Rewrite the entries below from the line containing "Where can the sunlit" through the final line, both included. Keep the requests as they are, but multiply every point coordinate in the answers by 2 and round to whole numbers, with halves rounded up.
::: RECORD EXCERPTS
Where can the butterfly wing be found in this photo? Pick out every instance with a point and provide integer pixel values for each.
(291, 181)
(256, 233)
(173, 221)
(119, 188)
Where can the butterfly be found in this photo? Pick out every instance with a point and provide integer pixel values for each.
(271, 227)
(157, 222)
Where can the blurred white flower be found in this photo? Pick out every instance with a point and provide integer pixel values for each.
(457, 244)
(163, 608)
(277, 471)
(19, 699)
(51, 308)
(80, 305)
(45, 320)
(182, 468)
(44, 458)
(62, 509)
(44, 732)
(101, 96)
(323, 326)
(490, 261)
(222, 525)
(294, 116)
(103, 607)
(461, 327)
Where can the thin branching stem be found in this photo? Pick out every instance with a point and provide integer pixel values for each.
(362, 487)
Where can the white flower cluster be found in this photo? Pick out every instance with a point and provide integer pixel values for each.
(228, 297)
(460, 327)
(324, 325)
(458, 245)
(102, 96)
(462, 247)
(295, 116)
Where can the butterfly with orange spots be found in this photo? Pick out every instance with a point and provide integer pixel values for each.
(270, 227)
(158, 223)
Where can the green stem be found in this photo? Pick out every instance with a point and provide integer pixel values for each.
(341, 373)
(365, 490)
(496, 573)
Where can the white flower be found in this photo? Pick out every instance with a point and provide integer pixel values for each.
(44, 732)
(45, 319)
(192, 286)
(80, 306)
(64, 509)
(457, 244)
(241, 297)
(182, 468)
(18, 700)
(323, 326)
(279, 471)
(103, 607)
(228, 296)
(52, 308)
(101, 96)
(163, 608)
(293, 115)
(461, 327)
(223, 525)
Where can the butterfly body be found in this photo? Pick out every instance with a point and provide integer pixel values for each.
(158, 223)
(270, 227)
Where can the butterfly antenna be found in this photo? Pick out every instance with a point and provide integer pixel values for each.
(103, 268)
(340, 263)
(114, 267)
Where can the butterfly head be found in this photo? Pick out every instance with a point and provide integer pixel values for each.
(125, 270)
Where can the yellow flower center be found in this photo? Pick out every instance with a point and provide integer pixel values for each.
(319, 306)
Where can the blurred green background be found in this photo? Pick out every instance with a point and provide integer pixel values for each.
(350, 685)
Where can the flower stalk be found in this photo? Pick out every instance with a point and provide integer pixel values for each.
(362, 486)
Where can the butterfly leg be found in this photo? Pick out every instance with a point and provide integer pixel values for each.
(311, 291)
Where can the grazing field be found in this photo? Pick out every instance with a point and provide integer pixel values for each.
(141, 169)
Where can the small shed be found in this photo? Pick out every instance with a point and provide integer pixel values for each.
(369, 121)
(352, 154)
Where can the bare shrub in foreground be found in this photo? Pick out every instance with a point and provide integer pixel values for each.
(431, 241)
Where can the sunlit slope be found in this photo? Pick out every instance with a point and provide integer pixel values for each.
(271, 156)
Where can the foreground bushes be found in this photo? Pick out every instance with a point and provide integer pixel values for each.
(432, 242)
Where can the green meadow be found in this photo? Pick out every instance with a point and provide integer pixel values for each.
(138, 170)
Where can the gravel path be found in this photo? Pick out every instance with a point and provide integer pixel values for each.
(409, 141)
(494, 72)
::::::
**ANSWER TO THE TASK:**
Where can the sunlit slope be found in this photo? Pick out every instance with a point and provide integer pixel values for each.
(542, 312)
Where can the foreground bushes be found in this photo? Pick out every instance with a point and provide integer pixel values for each.
(864, 484)
Where can the green meadow be found in this photo? Pick out every instance with a point and provide integer pixel values for each.
(276, 340)
Where can the gravel path be found in this photo? Pick out every instance with a point and provide integer pixel values for each.
(818, 282)
(988, 144)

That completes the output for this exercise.